## [What you will do]
From the first line to the last, restate every record word for word, leaving out the pictures.

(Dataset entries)
-- Opening Marker --

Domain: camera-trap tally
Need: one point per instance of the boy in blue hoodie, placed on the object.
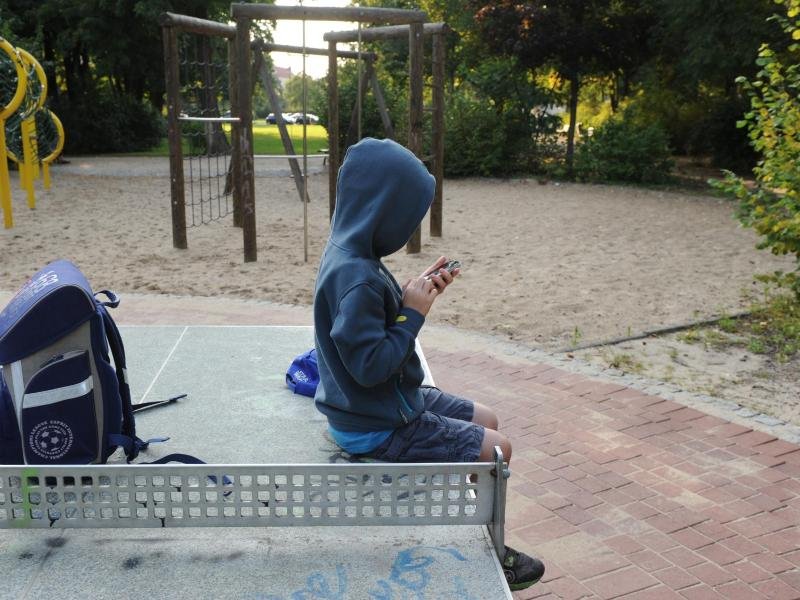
(366, 325)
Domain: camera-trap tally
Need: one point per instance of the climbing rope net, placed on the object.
(205, 127)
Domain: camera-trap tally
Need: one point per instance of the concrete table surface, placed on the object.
(239, 411)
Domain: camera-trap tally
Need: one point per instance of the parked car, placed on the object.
(286, 117)
(310, 119)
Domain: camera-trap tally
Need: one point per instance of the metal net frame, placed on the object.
(204, 127)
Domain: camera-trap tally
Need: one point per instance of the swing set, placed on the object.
(247, 64)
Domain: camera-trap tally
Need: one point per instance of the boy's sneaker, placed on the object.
(521, 570)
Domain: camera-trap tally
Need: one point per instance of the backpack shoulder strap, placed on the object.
(128, 440)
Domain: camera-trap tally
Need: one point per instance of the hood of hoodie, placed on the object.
(382, 194)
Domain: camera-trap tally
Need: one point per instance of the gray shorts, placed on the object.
(444, 432)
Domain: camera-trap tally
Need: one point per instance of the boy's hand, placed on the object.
(419, 294)
(443, 278)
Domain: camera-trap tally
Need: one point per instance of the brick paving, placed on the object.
(621, 493)
(628, 495)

-- Closing Marker --

## [Result]
Domain: camera-trap tally
Need: one point per instance of the boy in blue hoodie, placed on the object.
(366, 325)
Domain: camera-trap tally
Need: one point per instance of the climbing rope net, placed on the object.
(205, 127)
Domain: camera-trap tally
Need: one point per instance of the concrete table surface, placed on the object.
(239, 411)
Domain: camera-trap tally
Need: one point per instance of the parked car, placed on the object.
(286, 117)
(310, 119)
Domain: camera-trap tally
Need: one point per instance of the metal net frame, placed on the object.
(204, 127)
Domain: camera-trap tally
Need: one point per instance of the swing set, placed on the object.
(247, 64)
Domain: camera-trap tally
Need: one point per instance of the boy's sneaker, placed on the object.
(521, 570)
Domain: camera-trap tally
Need: one point per instance of the backpack shoulder strap, placed on the object.
(128, 440)
Domain: camera-trap tally
Need: one point per instance of the hood of hoodie, placed on the object.
(382, 194)
Domain: camera-trap tally
Need: one point per instance of the gray shorts, placed on the object.
(444, 432)
Domain: camera-trap tally
Need: one point per instance of the boy's hand, placed on the object.
(419, 294)
(443, 278)
Domain: camera-trap tally
Need: one point per instance of the brick paving, placed on the object.
(621, 493)
(628, 495)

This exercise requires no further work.